--- WHAT YOU HAVE TO DO ---
Start with the line containing "Where can the white ceiling" and write out each line through the end of the listing, exactly as given.

◆ ◆ ◆

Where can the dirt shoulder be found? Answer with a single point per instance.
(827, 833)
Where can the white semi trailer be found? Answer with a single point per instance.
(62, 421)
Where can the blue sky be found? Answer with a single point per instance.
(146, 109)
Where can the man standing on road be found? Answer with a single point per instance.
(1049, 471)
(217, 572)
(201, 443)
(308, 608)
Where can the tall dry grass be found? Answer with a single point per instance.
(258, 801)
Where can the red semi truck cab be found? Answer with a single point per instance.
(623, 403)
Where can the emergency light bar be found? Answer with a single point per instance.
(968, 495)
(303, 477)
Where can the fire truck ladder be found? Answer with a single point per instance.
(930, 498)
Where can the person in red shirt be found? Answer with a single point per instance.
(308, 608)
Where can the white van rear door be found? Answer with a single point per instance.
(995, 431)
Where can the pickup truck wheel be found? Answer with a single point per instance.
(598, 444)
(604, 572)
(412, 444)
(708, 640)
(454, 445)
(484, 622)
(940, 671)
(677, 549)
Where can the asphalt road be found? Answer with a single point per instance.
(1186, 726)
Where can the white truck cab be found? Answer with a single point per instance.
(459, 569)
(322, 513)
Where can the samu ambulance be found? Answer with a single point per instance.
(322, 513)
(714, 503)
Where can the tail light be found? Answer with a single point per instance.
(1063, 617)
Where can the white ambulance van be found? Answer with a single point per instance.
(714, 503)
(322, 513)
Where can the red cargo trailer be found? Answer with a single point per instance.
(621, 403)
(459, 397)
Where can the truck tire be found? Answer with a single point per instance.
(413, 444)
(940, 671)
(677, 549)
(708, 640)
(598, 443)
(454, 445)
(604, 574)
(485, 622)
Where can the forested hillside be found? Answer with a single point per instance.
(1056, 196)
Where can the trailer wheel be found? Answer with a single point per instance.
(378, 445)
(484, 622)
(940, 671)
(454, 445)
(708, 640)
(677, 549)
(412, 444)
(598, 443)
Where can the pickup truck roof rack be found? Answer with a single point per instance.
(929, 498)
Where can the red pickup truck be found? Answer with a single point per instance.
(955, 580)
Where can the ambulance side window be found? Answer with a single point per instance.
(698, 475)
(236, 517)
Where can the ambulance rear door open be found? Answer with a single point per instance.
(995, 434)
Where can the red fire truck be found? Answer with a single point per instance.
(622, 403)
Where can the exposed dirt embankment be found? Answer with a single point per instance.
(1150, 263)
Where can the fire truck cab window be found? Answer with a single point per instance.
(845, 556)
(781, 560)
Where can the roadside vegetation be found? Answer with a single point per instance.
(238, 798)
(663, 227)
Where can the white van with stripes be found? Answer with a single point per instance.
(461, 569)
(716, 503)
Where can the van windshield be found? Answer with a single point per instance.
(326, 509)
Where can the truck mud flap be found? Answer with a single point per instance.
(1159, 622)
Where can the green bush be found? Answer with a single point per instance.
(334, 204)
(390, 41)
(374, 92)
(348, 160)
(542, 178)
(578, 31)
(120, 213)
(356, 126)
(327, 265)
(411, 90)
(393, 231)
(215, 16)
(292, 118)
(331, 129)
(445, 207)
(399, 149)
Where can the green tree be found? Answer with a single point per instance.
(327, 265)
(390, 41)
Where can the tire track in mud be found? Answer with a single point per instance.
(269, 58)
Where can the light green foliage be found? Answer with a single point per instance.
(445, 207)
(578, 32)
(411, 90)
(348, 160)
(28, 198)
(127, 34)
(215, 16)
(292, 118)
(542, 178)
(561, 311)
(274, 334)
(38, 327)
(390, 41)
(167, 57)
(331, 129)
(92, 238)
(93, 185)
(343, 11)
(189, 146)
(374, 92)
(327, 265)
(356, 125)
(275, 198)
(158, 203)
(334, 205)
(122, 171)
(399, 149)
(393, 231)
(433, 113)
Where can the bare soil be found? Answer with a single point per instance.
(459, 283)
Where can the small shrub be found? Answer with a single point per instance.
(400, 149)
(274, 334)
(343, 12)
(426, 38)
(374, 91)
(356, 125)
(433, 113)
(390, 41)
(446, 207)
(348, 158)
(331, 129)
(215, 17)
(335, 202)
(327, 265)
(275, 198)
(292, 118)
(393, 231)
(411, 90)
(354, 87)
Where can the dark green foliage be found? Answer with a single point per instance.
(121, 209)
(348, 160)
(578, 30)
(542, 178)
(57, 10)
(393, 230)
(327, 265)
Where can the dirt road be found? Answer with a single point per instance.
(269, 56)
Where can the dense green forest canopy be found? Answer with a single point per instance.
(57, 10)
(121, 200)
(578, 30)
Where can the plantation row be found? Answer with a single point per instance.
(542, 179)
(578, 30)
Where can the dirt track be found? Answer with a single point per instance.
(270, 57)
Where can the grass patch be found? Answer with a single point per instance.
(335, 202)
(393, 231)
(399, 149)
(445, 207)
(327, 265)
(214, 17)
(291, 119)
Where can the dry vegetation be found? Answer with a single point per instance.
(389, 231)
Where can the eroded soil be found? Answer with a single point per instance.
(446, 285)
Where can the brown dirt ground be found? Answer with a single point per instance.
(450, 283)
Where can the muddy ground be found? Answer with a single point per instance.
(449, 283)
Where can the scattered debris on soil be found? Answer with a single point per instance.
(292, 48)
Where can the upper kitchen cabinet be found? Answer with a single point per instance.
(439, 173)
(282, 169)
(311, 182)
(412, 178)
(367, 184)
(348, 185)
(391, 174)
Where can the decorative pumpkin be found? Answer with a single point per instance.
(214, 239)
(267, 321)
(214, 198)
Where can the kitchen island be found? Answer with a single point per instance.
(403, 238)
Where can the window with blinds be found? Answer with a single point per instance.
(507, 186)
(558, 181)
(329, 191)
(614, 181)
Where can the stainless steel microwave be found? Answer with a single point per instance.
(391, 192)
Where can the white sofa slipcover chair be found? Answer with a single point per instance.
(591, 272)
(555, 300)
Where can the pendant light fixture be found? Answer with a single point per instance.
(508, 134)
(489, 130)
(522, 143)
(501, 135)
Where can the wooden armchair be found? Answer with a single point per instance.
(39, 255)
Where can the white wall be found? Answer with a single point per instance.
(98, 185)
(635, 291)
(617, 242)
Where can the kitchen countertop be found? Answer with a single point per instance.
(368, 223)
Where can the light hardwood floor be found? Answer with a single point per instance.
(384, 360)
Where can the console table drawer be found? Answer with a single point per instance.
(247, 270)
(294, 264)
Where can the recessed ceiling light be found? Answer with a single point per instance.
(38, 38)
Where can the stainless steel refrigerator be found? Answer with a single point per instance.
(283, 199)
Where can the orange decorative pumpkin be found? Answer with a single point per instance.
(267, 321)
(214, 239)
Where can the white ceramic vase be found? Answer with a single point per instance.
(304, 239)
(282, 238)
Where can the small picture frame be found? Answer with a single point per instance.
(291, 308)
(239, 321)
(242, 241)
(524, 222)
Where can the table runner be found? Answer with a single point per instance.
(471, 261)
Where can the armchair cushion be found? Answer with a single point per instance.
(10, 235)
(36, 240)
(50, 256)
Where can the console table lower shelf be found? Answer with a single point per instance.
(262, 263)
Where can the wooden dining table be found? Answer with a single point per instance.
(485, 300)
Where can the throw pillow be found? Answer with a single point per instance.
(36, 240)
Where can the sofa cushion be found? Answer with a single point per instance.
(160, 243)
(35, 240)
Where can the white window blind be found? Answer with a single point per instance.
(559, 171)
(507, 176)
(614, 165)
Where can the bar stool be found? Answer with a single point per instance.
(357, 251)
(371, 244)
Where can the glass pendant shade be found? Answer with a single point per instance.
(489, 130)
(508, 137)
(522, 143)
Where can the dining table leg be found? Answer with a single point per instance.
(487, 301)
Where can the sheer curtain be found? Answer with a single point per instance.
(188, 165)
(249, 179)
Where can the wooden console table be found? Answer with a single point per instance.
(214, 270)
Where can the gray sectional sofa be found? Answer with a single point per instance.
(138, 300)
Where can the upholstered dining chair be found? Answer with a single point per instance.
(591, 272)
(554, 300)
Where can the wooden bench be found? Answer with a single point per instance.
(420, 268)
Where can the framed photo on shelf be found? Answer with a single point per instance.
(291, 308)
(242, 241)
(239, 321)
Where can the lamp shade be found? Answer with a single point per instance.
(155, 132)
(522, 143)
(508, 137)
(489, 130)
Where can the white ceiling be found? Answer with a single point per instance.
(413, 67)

◆ ◆ ◆

--- RESULT BELOW ---
Where can the white ceiling be found? Answer with a single point per instance.
(413, 67)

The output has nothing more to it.